# Stated goal
Rewrite the ball screw mechanism text starting with "The motion conversion" and going on through "to be disadvantageous.", and swap out "low axial amplitude" for "small axial amplitude".

# Reading passage
## Begin

Abstract:
A ball-equipped screw and nut mechanism including a train of balls in a helical ball-circulation channel defined between mating surfaces of screw and nut members. The screw member is tubular and has within its bore a core with a helical groove as a ball recirculation channel which communicates with the ball-circulation channel via radial holes extending through the wall of the screw member.

Description:
BACKGROUND OF THE INVENTION 
     This invention relates to a ball-equipped screw and nut mechanism for converting rotary motion into translative motion, and for performing the reverse conversion. 
     Mechanisms of this type are known wherein there is at least one channel for circulation of the balls, bounded by corresponding helical grooves in the screw and nut. Such mechanisms are widely used for all motion conversions of the type indicated, where high efficiency and silent and sure functioning are required. 
     The motion conversion mechanism, according to this invention, is adaptable to all of the applications mentioned, but is particularly advantageous for those in which the nut and the screw of the mechanism must be actuated by an alternating relatively helical motion of low axial amplitude. Several methods are known for these latter appliations, but have been found to be disadvantageous.

## End

Entries taken from a collection:
## Begin

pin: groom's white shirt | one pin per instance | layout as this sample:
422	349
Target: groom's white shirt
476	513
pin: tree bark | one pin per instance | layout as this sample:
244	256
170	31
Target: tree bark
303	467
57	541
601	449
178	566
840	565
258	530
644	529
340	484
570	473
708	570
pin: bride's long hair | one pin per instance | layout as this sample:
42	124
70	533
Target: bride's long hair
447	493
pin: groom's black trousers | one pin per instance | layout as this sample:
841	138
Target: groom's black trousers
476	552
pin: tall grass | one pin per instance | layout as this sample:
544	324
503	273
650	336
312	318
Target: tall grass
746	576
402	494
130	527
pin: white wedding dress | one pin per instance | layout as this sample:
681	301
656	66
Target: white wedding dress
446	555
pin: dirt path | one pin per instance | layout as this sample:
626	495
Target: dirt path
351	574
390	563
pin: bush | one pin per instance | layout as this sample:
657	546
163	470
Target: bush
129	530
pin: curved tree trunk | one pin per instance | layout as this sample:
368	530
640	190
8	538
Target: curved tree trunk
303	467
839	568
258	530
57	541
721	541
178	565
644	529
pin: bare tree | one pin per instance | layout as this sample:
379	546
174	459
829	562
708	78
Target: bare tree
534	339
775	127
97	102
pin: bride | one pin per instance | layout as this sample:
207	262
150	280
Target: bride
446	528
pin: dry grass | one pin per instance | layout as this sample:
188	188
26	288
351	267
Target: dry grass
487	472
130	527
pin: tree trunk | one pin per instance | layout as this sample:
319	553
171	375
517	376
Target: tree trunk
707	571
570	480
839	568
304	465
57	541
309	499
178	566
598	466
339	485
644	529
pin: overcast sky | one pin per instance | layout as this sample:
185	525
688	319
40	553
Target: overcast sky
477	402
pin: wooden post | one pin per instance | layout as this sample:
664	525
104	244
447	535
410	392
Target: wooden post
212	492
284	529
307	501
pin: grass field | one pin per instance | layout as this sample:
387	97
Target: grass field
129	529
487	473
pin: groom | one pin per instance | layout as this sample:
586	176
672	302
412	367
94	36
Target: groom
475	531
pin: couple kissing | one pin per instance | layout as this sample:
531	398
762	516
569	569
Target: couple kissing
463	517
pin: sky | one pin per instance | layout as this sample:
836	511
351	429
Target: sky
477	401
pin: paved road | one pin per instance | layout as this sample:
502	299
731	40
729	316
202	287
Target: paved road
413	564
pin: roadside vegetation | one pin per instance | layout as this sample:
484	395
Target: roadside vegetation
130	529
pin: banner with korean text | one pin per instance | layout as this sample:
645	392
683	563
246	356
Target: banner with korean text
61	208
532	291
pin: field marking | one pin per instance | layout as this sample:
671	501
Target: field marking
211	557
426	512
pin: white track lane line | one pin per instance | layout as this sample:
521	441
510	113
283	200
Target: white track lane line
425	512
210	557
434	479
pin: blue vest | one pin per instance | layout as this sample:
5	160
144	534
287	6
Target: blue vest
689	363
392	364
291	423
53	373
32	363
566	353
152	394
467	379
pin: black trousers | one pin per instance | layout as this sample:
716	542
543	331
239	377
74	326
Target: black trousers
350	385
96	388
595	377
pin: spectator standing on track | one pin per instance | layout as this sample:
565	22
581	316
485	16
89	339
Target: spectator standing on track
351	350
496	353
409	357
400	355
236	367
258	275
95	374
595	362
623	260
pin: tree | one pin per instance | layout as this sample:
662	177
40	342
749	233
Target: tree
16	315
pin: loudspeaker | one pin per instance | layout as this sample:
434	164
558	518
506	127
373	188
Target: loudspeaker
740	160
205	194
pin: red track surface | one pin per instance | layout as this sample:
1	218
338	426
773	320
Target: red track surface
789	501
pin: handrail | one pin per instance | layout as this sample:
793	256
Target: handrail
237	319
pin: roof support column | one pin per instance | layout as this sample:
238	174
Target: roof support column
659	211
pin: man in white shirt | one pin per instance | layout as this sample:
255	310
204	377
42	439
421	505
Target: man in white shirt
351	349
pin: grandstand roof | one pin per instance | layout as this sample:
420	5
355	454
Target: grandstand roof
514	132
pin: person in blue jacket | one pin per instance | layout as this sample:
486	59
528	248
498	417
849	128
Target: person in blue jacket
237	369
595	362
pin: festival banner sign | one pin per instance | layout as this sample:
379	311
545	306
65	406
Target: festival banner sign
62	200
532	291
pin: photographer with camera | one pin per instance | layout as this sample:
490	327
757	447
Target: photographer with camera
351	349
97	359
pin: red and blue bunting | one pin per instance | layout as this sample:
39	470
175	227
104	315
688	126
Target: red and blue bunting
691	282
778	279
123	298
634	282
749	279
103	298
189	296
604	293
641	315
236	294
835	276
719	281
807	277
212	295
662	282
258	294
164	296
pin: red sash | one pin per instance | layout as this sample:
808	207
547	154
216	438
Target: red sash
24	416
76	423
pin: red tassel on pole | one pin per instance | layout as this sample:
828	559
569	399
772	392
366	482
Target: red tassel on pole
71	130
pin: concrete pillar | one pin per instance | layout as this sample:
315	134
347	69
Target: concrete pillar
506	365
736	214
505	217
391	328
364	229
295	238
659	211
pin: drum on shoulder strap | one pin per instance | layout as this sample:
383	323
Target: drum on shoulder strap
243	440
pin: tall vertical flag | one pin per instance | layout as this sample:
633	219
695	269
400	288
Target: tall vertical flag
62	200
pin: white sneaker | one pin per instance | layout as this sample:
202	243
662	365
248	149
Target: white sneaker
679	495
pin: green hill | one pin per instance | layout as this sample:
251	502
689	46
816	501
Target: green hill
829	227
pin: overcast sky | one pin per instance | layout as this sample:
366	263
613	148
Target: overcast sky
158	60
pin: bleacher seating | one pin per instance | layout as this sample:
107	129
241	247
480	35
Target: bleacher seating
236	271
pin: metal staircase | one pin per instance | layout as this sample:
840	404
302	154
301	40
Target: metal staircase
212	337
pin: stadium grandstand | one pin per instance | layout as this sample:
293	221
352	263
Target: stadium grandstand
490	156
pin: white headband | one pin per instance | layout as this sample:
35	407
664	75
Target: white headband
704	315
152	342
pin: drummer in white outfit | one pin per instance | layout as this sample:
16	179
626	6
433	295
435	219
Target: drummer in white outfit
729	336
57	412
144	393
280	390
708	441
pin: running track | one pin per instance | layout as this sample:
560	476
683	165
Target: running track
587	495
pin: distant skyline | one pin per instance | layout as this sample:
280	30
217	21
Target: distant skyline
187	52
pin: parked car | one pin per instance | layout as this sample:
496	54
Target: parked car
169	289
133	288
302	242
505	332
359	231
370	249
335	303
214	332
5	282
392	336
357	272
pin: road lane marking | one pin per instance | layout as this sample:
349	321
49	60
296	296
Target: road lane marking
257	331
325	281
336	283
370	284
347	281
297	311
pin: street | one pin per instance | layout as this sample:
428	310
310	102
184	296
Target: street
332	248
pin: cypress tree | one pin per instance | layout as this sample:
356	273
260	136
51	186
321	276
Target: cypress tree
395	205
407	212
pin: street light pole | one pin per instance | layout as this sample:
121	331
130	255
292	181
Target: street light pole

## End

# The answer
The motion conversion mechanism, according to this invention, is adaptable to all of the applications mentioned, but is particularly advantageous for those in which the nut and the screw of the mechanism must be actuated by an alternating relatively helical motion of small axial amplitude. Several methods are known for these latter appliations, but have been found to be disadvantageous.